Voorzover in de bewezenverklaarde tenlastelegging taal- en/of schrijffouten voorkomen, zijn deze verbeterd. Blijkens het verhandelde op de terechtzitting is de verdachte daardoor niet geschaad in zijn verdediging.
Hetgeen aan verdachte meer of anders is tenlastegelegd dan hier als bewezen is aangenomen, is niet bewezen. De verdachte moet hiervan worden vrijgesproken.
4.3.1. Feiten 1 tot en met 4
De rechtbank komt tot bewezenverklaring van de feiten 1 tot en met 4 onder andere op grond van het volgende bewijsmiddel:
- de verklaring van verdachte ter terechtzitting, inhoudende dat hij vennoot is van [de growshop], dat zijn medevennoten [medeverdachte 2], [medeverdachte 3] en [medeverdachte 6] waren en dat [medeverdachte 5] en [medeverdachte 7] werkzaam waren bij [de growshop].
4.3.2. Feit 1
De rechtbank komt tot bewezenverklaring van feit 1 op grond van de navolgende bewijsmiddelen:
Ten aanzien van de verkoop van hennepstekken:
- de verklaring van verdachte ter terechtzitting, inhoudende de erkenning dat door hemzelf en verschillende andere betrokken bij [de growshop] werd bemiddeld tussen kopers en verkopers van hennepstekken, en dat hij een aantal malen zelf stekken heeft verkocht;
- de in een viertal processen-verbaal opgenomen verklaringen van medeverdachte [medeverdachte 5], inhoudende dat door de betrokkenen bij [de growshop] inkomsten werden gegenereerd uit de verkoop van hennepstekken (map 22, pagina’s 31-36, 42-49, 51-52, 53-66);
- de agenda uit het filiaal van [de growshop] te Uitgeest (map 2, pagina’s 301-317) en de agenda uit het filiaal van [de growshop] te Zwaag (map 28, pagina’s 158-173). Uit deze agenda’s blijkt duidelijk de georganiseerde werkwijze met betrekking tot de handel in hennepstekken.

▶ LIJSTFRAGMENTEN
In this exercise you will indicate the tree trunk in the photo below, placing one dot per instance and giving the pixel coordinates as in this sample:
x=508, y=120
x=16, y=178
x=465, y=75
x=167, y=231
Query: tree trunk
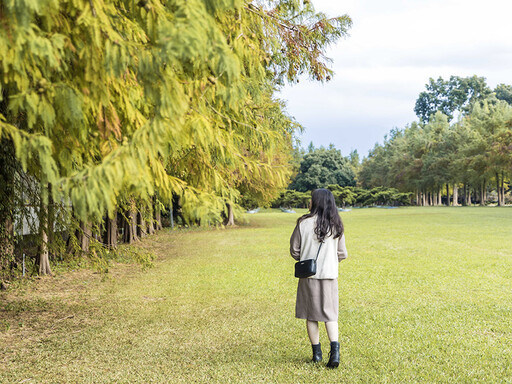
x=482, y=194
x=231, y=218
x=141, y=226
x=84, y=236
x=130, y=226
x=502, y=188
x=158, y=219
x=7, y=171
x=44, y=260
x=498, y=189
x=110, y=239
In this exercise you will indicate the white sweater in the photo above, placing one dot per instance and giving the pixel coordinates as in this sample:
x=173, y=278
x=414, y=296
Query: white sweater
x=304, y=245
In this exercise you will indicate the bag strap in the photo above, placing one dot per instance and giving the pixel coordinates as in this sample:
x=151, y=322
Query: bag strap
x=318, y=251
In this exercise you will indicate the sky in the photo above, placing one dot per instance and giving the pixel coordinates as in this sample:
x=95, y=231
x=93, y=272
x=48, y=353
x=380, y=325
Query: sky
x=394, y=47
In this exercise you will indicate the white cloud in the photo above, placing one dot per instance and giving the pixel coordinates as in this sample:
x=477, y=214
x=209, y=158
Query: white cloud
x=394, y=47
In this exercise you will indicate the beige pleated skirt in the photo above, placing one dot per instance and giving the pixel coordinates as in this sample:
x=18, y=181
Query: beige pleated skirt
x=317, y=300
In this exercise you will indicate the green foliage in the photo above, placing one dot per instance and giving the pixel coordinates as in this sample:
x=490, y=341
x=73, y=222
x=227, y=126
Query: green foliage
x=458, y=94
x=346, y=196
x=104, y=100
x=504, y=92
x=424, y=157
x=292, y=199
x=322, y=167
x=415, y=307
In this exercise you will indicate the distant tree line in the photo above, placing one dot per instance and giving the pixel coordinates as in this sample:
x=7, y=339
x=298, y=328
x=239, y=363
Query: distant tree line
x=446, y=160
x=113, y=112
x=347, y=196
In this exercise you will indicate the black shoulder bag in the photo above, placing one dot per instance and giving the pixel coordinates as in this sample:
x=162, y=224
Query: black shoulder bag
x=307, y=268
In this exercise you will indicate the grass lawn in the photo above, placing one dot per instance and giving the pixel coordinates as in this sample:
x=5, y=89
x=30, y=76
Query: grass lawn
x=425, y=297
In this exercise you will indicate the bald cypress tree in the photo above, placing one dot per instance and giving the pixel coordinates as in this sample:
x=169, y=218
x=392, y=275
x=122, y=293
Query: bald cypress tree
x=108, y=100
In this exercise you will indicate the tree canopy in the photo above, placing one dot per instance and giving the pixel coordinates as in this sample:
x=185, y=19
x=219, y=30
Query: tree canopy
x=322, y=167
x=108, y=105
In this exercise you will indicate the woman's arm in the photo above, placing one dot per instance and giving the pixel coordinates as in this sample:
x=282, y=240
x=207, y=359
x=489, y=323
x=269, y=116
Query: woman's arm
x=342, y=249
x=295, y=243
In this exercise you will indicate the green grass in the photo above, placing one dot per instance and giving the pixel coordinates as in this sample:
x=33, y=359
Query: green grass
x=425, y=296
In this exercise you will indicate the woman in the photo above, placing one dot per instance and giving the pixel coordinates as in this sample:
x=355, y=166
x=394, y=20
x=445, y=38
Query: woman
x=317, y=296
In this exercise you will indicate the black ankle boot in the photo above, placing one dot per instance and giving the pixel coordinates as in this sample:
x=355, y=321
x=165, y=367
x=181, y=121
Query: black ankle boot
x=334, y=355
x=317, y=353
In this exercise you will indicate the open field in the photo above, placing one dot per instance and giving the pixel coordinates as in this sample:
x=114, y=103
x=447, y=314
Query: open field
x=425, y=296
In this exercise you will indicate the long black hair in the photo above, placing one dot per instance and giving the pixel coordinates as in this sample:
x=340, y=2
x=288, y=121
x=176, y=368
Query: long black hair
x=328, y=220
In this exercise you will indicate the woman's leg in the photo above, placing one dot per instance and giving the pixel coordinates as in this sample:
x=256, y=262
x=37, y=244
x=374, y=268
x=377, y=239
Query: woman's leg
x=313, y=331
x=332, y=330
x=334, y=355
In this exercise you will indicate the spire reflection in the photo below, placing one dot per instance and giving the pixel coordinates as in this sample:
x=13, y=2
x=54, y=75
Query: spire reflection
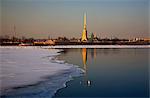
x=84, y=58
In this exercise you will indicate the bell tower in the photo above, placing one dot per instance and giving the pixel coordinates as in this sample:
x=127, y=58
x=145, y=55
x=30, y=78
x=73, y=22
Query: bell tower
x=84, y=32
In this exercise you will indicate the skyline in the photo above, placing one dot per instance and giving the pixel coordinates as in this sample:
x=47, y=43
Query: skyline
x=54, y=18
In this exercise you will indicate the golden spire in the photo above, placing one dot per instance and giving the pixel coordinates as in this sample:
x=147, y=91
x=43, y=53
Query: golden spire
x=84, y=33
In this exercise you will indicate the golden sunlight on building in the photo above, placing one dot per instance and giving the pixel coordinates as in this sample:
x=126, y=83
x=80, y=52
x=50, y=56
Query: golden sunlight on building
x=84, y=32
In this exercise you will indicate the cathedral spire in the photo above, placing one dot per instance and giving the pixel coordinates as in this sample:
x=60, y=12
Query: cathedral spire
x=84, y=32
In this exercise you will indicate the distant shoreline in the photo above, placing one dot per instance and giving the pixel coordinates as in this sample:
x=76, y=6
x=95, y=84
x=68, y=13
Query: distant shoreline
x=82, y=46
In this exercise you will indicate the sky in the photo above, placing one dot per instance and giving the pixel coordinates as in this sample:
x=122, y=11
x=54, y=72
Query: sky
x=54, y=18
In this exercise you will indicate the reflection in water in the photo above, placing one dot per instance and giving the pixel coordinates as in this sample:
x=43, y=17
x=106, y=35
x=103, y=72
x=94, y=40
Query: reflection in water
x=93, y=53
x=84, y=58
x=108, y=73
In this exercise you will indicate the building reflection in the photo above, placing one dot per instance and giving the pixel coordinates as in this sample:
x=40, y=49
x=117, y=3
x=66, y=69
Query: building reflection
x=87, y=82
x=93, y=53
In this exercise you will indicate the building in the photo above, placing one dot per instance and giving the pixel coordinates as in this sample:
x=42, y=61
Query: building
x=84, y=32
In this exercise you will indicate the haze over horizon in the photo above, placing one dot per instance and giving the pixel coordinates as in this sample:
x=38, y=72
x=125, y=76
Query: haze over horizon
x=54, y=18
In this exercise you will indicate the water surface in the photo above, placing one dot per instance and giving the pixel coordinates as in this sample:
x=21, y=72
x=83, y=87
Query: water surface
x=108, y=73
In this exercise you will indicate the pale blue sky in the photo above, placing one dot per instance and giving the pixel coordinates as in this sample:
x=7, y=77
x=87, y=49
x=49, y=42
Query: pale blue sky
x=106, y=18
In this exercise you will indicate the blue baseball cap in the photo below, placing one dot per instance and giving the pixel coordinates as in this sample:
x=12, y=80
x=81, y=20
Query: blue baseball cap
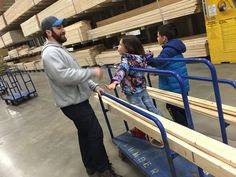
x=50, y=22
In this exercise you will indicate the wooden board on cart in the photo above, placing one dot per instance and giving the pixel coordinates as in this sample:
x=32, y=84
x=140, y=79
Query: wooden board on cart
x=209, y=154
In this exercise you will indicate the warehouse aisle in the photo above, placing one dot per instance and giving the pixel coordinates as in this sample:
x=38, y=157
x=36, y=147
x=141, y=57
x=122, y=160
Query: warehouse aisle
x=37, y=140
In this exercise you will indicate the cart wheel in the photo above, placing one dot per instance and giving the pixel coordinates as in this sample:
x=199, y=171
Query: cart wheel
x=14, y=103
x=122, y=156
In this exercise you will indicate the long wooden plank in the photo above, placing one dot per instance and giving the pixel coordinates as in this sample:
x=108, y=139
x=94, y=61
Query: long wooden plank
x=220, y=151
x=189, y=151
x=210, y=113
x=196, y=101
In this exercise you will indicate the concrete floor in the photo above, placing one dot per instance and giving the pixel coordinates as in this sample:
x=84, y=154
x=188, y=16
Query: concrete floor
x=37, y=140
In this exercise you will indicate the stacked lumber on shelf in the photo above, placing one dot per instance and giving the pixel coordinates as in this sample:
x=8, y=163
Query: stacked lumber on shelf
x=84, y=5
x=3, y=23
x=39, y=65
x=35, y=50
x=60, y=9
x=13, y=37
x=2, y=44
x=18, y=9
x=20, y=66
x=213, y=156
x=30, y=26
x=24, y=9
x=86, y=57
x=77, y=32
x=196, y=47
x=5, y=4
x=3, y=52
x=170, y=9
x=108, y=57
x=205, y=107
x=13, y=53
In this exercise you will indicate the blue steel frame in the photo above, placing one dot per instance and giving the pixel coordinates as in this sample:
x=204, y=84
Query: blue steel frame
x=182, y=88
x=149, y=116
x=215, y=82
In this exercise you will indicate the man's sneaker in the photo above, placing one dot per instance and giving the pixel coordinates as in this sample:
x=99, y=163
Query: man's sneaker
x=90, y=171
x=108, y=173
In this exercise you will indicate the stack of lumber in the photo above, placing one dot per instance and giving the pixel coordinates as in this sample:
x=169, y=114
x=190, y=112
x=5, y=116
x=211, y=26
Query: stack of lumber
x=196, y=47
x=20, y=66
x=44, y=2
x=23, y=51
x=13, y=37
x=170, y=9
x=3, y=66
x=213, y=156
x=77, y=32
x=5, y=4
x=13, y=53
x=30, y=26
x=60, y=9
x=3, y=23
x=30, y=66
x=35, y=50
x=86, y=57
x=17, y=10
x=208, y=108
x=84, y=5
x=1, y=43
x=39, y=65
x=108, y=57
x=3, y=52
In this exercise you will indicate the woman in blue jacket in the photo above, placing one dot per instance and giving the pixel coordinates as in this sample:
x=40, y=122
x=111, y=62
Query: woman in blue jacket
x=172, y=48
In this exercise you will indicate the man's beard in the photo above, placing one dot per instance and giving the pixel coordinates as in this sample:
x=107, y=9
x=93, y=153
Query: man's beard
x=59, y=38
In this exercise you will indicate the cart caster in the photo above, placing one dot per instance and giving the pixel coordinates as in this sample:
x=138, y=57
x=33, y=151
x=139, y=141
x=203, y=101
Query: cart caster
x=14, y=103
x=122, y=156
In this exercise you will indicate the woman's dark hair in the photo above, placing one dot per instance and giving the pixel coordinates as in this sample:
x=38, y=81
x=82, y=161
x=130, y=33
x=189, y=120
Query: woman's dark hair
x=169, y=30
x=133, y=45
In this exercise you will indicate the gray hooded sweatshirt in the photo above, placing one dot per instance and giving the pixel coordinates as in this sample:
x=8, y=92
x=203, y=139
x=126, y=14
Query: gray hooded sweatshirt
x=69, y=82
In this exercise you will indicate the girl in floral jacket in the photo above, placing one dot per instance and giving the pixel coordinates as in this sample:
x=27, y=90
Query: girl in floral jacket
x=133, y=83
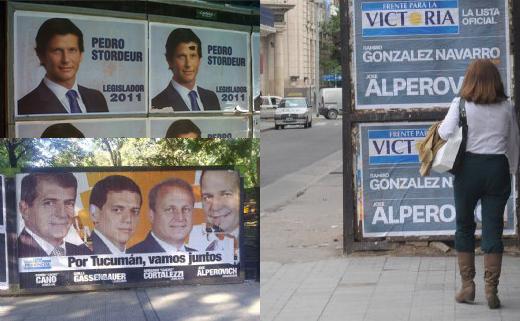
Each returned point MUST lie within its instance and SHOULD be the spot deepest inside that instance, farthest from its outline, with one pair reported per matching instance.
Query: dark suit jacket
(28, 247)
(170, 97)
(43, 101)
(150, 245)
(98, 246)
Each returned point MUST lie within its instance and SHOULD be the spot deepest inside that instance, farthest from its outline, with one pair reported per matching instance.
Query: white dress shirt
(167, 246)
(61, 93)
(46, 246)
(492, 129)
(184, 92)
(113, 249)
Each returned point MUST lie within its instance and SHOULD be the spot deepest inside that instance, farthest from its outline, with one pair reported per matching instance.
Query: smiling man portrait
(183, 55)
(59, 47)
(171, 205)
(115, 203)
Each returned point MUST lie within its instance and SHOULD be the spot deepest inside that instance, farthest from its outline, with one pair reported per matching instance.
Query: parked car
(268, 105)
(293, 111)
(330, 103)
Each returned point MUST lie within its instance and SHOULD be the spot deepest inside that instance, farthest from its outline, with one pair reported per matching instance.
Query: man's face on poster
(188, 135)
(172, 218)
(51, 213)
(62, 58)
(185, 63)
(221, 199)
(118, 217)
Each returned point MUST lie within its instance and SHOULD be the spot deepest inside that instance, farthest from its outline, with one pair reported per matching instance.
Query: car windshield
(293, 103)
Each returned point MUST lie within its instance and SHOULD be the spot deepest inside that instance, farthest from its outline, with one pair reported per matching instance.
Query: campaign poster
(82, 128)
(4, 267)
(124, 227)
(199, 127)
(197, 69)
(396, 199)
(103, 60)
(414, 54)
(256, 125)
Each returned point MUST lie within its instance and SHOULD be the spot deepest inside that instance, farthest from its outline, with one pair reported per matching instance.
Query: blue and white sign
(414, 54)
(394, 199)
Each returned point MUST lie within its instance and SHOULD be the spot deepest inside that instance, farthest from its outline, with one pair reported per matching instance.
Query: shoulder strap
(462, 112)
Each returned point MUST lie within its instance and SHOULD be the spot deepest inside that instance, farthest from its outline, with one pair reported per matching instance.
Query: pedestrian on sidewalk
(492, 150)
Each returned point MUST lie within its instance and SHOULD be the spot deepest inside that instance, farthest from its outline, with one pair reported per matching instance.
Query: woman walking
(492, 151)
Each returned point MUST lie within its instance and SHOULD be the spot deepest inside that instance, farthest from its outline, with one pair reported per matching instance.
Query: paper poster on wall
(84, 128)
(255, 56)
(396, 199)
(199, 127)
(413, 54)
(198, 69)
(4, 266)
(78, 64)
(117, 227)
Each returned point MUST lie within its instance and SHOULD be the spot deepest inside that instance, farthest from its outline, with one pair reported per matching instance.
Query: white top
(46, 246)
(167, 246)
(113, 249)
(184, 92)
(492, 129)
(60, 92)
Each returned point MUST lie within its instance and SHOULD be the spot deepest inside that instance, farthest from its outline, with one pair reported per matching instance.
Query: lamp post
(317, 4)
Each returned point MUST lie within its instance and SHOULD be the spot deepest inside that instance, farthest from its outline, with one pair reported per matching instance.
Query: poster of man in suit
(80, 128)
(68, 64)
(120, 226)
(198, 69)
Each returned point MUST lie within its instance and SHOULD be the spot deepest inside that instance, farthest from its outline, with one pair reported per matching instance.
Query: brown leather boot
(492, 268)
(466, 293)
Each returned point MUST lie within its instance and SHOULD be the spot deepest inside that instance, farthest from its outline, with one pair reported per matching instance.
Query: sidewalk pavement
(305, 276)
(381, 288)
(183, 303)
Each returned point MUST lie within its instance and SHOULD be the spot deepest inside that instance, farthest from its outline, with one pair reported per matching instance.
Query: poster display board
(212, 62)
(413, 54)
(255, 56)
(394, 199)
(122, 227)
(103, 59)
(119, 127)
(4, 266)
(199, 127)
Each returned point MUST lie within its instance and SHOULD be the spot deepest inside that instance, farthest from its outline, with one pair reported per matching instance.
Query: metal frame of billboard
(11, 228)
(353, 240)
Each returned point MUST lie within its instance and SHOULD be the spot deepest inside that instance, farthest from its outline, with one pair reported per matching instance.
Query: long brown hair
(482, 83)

▶ WAT WORDT GEVRAAGD
Schrijf de tekst over de bewijsmiddelen van de rechtbank verder, aansluitend op de laatste zin ervan.

▶ ANTWOORD
Ten aanzien van de duiding van de werkwijze:
De rechtbank is van oordeel dat de door verdachte en zijn mededaders gebezigde werkwijze, hoewel door de betrokkenen aangeduid als ‘bemiddeling’ in hennepstekken, aan te merken is als medeplegen van verkoop. Op het moment dat klanten van de growshop hennepstekken wensten te bestellen, hebben verdachten ervoor gezorgd dat deze daadwerkelijk besteld en geleverd werden aan de klant. Klanten bestelden hennepstekken in de winkel of via de telefoon. Deze bestellingen werden genoteerd in de agenda’s in de growshops. Verdachten namen vervolgens contact op met de leverancier die de stekken drie maal per week per auto bezorgde bij de growshop in Uitgeest. Deze stekken werden vervolgens door verdachten aan de klanten geleverd in het filiaal Uitgeest en in het filiaal Zwaag. Dat de levering van de stekken in de omgeving van en niet in de winkels zelf plaatsvond, doet daar niet aan af. Er is immers sprake geweest van een dermate nauwe en bewuste samenwerking dat dit bemiddelen valt onder het medeplegen van verkoop en levering.
Ten aanzien van de terugkoop en het doorverkopen van bladafval:
- de verklaring van verdachte ter terechtzitting, inhoudende de erkenning dat door hemzelf en verschillende andere betrokkenen bij [de growshop] afval ingenomen werd, waaronder blad en stelen van hennepplanten;
- de in een drietal processen-verbaal opgenomen verklaringen van medeverdachte [medeverdachte 5], inhoudende dat door de betrokkenen bij [de growshop] inkomsten werden gegenereerd uit de in- en verkoop van bladafval (map 22, pagina’s 31-36, 51-52, 53-66).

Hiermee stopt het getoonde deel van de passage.